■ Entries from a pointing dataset

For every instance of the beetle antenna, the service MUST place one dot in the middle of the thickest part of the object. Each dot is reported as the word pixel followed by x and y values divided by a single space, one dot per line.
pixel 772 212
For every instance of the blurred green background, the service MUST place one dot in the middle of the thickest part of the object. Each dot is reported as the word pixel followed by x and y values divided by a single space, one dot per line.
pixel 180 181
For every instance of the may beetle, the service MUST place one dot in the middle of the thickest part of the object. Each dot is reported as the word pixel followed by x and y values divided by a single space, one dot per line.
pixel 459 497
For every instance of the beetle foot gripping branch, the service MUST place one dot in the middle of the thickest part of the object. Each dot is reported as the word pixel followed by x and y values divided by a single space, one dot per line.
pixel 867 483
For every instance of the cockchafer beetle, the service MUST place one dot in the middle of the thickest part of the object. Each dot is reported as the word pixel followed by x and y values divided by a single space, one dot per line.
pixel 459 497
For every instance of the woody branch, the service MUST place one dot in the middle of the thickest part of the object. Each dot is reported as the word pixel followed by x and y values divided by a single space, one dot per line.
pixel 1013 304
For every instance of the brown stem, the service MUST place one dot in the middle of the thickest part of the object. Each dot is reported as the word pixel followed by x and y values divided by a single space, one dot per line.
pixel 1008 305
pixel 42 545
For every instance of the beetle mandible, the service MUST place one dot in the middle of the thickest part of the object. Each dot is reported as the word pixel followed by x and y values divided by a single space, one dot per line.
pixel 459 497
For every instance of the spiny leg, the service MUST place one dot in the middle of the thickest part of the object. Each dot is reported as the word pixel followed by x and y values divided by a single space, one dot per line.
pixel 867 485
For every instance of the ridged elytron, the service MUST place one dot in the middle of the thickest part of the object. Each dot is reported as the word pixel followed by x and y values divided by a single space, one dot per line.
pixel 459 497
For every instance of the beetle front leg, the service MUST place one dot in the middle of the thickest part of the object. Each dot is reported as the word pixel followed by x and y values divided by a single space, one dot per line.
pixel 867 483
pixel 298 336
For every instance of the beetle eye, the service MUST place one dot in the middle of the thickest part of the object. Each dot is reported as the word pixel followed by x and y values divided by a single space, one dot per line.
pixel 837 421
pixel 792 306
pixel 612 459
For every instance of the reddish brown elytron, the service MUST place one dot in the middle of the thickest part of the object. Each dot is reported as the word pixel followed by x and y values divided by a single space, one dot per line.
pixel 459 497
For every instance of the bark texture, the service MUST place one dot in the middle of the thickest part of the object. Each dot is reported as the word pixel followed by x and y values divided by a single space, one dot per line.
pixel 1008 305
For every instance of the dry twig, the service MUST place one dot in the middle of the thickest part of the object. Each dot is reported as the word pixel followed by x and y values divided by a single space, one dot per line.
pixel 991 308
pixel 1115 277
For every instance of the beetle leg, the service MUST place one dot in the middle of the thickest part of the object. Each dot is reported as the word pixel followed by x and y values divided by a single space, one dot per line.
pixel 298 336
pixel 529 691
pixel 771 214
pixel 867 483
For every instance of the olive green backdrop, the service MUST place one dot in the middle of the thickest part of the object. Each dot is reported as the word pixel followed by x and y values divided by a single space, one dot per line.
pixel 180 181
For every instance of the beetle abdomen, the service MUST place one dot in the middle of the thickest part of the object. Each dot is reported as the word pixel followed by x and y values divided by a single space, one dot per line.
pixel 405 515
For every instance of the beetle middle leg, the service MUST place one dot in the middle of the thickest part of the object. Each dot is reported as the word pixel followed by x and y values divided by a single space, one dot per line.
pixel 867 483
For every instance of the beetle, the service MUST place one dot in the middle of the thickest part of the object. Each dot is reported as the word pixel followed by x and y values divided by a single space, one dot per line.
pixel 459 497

■ What is needed
Format the records above as a Markdown table with two columns, Number and Record line. Give each line its own row and number the rows in order, skipping blank lines.

■ Expected answer
| Number | Record line |
|---|---|
| 1 | For every instance of the beetle antenna, the service MUST place one dot in the middle of the thickest part of the object. Each dot is reported as the word pixel followed by x and y values divided by a single space, one dot per line. |
| 2 | pixel 772 212 |
| 3 | For every instance of the blurred green background, the service MUST place one dot in the middle of the thickest part of the object. Each dot is reported as the word pixel followed by x and y values divided by a single space, one dot per line. |
| 4 | pixel 180 181 |
| 5 | For every instance of the may beetle, the service MUST place one dot in the middle of the thickest part of the object. Each dot is reported as the word pixel followed by x and y values divided by a single space, one dot per line. |
| 6 | pixel 459 497 |
| 7 | For every instance of the beetle foot gripping branch, the service MUST place one dot in the middle of the thickest part of the object. Each dot is reported as the word pixel followed by x and y values divided by a single space, one dot per line. |
| 8 | pixel 867 483 |
| 9 | For every instance of the cockchafer beetle, the service MUST place one dot in the middle of the thickest part of the object. Each dot is reported as the word pixel followed by x and y values divided by a single space, one dot per line. |
| 10 | pixel 459 497 |
| 11 | For every instance of the woody branch, the service MUST place one dot in the middle of the thickest part of the object. Each dot is reported as the word pixel followed by x and y values divided by a single space, one dot per line. |
| 12 | pixel 1013 304 |
| 13 | For every instance of the brown stem, the service MUST place one dot in the middle of the thickest part of the object. Each dot is reported as the word pixel followed by x and y values divided by a single space, one dot per line. |
| 14 | pixel 1008 305 |
| 15 | pixel 42 545 |
| 16 | For every instance of the beetle mandible, the service MUST place one dot in the middle of the thickest part of the object. Each dot is reported as the word pixel followed by x and y values divided by a single space, one dot per line. |
| 17 | pixel 459 497 |
| 18 | For every instance of the spiny leg, the service MUST place one dot in the middle of the thickest part of the object. Each dot is reported as the word pixel followed by x and y values divided by a single space, one dot per line. |
| 19 | pixel 867 485 |
| 20 | For every instance of the ridged elytron, the service MUST place one dot in the middle of the thickest part of the object. Each dot is reported as the word pixel followed by x and y values divided by a single space, one dot per line. |
| 21 | pixel 459 497 |
| 22 | For every instance of the beetle front leg, the service MUST place one dot in the middle of the thickest part of the object. Each dot is reported as the word pixel followed by x and y values divided by a single space, one dot per line. |
| 23 | pixel 867 483 |
| 24 | pixel 298 336 |
| 25 | For every instance of the beetle eye, the service MUST place one dot in the middle of the thickest part of the object. Each dot is reported as the word pixel followed by x and y values divided by a single space, one dot per line. |
| 26 | pixel 837 421 |
| 27 | pixel 792 306 |
| 28 | pixel 612 459 |
| 29 | For every instance of the reddish brown elytron, the service MUST place one dot in the middle of the thickest part of the object. Each dot is reported as the word pixel followed by x and y values divided by a single space, one dot per line. |
| 30 | pixel 459 497 |
| 31 | For every instance of the bark texture, the service MUST place one dot in the middle of the thickest part of the object. Each dot is reported as the word pixel followed by x and y values divided by a single space, one dot per line. |
| 32 | pixel 1008 305 |
| 33 | For every instance of the dry twig, the service MUST place one dot in the middle of the thickest part of the object. Each dot is reported as the word pixel followed by x and y values divided by a single space, one dot per line. |
| 34 | pixel 991 308 |
| 35 | pixel 1115 277 |
| 36 | For every instance of the beetle leg, the service MUST place one dot in the middle of the thickest part of the object. Each dot is reported as the word pixel followed by x and y values divided by a single space, one dot per line. |
| 37 | pixel 298 336 |
| 38 | pixel 529 691 |
| 39 | pixel 771 214 |
| 40 | pixel 867 483 |
| 41 | For every instance of the olive green backdrop, the service MUST place one dot in the middle of the thickest part of the object. Each dot is reported as the word pixel followed by x and y values divided by a single space, one dot per line. |
| 42 | pixel 180 181 |
| 43 | For every instance of the beetle abdomen, the service MUST place one dot in the middle of the thickest part of the object. Each dot is reported as the word pixel followed by x and y values divided by a single space, one dot per line. |
| 44 | pixel 405 515 |
| 45 | For every instance of the beetle middle leg, the service MUST place one dot in the middle of the thickest part of the object. Each dot is reported as the word pixel followed by x and y values divided by a single space, one dot per line. |
| 46 | pixel 867 483 |
| 47 | For every instance of the beetle, the service MUST place one dot in the middle of the thickest part of the object. Each dot is reported as the word pixel followed by x and y values divided by a single space, one dot per line. |
| 48 | pixel 459 497 |